TEXT EXCERPT ::
☆ ☆ ☆ ☆ ☆ ☆ ☆

Chemistry professor Kenneth NgChemistry professor Kenneth Ng will study the proteins that manage how coronaviruses replicate and infect, to prepare to battle emerging variants.

Researcher to study COVID variants surfacing in Windsor-Essex

A new health research grant will allow a UWindsor professor to closely study the proteins that manage how coronaviruses replicate and infect, to help prepare for the development of new vaccines and drugs to battle emerging COVID variants.

Kenneth Ng, a chemistry and biochemistry professor, received a $50,000 Canadian Institutes of Health Research (CIHR) COVID variant grant, supplementing a previous COVID-19 therapeutics grant awarded to Dr. Ng and his research partner, Chang-Chun Ling of the University of Calgary. It will allow the team to work closely with the wastewater surveillance and saliva testing research projects led by UWindsor researchers Mike McKay, Lisa Porter, and Yufeng Tong.

There are now several vaccines available for COVID-19, but there are concerns that they will be less effective against some of the coronavirus variants expected to emerge in the future.

“The current vaccines available for COVID-19 are extremely effective, but since the virus continues to evolve over time, it is likely that updated vaccines and drug treatments will be needed at some point,” Ng says.

“In the future, as new variants of concern continue to evolve and spread, we will likely need new or updated vaccines to deal with multiple changes to viral proteins that will evade the antibodies our bodies have developed to fight the COVID-19 viruses currently in circulation. The best way to manage the changes in these viruses may turn out to be similar to how we update the flu shot each year to make each new vaccine more effective against the latest flu variants.”

Ng will be modelling and studying the structures of the spike protein and polymerase from the sequences of COVID viruses found in Windsor-Essex wastewater. The spike protein allows the virus to infect cells and is the target of the antibodies developed through vaccination, and the polymerase is the main enzyme controlling how viruses replicate.

☆ ☆ ☆ ☆ ☆ ☆ ☆

YOUR TASK :: Name every researcher mentioned in the article on studying COVID variants in Windsor-Essex.

SOURCE DATA ::
☆ ☆ ☆ ☆ ☆ ☆ ☆

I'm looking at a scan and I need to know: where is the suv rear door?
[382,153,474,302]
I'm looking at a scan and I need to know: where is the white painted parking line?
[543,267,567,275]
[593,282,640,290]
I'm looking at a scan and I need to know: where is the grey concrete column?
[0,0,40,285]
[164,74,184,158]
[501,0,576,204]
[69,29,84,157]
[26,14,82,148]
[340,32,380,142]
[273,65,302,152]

☆ ☆ ☆ ☆ ☆ ☆ ☆

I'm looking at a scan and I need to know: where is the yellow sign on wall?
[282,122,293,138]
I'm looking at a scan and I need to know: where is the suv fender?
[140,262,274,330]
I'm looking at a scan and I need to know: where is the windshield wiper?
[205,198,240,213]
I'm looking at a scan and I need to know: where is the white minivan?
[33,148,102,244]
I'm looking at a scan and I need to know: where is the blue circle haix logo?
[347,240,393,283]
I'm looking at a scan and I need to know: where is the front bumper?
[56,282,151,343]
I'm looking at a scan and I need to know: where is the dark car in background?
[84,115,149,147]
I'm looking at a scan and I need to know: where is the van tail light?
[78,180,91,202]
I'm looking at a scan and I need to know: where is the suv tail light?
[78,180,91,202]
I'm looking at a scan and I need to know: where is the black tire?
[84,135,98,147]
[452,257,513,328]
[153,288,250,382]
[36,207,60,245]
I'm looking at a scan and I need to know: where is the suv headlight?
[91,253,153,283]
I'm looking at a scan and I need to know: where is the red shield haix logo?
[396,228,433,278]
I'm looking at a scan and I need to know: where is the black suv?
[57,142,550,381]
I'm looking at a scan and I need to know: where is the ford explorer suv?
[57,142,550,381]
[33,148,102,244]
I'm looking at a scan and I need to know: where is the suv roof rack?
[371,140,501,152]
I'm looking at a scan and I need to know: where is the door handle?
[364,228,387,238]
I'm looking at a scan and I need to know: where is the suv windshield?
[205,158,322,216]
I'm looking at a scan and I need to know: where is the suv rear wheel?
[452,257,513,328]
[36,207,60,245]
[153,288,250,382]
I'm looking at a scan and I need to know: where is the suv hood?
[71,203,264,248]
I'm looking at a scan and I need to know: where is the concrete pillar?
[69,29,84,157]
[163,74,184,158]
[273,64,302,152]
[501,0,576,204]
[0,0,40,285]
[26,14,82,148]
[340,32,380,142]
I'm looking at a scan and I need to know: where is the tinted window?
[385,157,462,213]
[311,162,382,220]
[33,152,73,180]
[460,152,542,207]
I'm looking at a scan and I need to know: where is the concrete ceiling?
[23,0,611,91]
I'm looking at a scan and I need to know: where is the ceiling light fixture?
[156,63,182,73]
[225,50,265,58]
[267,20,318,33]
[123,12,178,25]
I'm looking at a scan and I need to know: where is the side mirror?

☆ ☆ ☆ ☆ ☆ ☆ ☆

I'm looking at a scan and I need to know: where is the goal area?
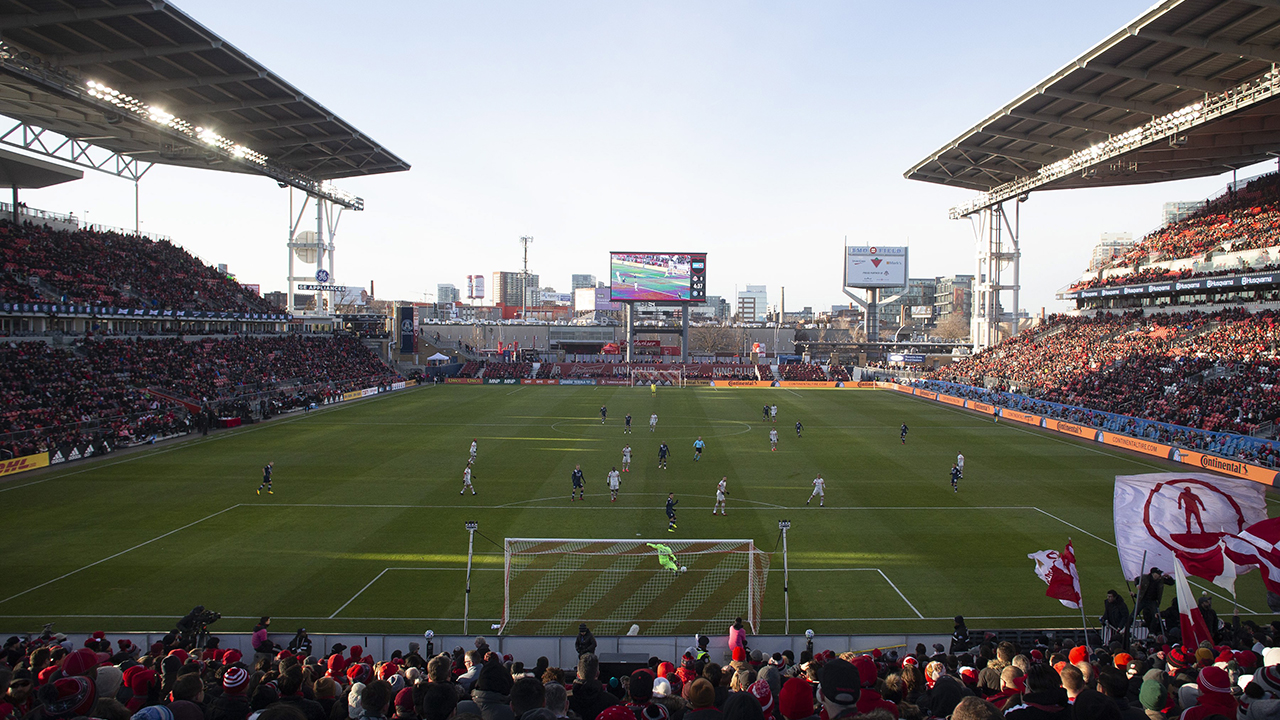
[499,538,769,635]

☆ ☆ ☆ ☆ ☆ ☆ ☆

RESPONSE FOR THIS EXERCISE :: Kenneth Ng, Chang-Chun Ling, Mike McKay, Lisa Porter, Yufeng Tong